- [Written problem]
Report every line in the listing below that contains the string "target", and copy each of those lines in full.
─── Data listing ───
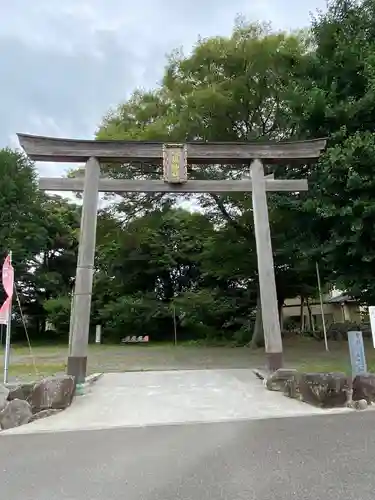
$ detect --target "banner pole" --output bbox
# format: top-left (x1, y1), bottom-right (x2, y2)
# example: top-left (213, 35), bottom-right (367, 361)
top-left (4, 251), bottom-right (13, 384)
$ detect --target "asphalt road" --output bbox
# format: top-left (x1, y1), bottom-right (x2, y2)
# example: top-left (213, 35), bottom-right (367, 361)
top-left (0, 411), bottom-right (375, 500)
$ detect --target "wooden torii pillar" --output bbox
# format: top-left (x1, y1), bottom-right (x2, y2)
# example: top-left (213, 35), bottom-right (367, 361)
top-left (18, 134), bottom-right (326, 383)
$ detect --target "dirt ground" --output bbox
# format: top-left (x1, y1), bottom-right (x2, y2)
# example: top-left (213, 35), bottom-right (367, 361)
top-left (0, 338), bottom-right (375, 380)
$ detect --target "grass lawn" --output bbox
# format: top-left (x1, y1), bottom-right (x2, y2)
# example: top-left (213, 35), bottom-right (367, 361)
top-left (0, 338), bottom-right (375, 380)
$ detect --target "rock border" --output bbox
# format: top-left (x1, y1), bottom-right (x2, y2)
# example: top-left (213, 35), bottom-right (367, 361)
top-left (0, 373), bottom-right (104, 432)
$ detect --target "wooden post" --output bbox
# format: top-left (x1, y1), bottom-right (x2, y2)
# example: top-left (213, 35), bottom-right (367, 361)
top-left (68, 157), bottom-right (100, 384)
top-left (251, 160), bottom-right (283, 371)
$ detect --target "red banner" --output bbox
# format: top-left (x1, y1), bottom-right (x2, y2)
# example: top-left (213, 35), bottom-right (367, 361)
top-left (0, 255), bottom-right (14, 325)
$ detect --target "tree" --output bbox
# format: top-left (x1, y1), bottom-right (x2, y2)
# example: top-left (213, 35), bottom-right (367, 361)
top-left (301, 0), bottom-right (375, 303)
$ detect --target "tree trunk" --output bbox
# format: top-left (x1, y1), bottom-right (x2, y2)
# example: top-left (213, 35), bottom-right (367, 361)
top-left (250, 292), bottom-right (264, 349)
top-left (306, 298), bottom-right (315, 332)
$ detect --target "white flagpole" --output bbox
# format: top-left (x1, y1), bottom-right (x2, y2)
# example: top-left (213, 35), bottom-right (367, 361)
top-left (4, 251), bottom-right (12, 384)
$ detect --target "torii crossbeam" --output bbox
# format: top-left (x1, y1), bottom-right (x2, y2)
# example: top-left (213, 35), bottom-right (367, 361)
───
- [Reply to the task]
$ detect --target "banner pole" --output bbox
$ detect --target "asphalt road" --output bbox
$ detect --target "wooden torii pillar" --output bbox
$ detect --target "dirt ground" --output bbox
$ detect --target "grass lawn" --output bbox
$ detect --target "rock border" --output bbox
$ detect --target "wooden post" --output bbox
$ detect --target "red banner" --output bbox
$ detect --target "tree" --output bbox
$ detect --target "tree trunk" --output bbox
$ detect --target "white flagpole" --output bbox
$ detect --target "torii crossbeam" --output bbox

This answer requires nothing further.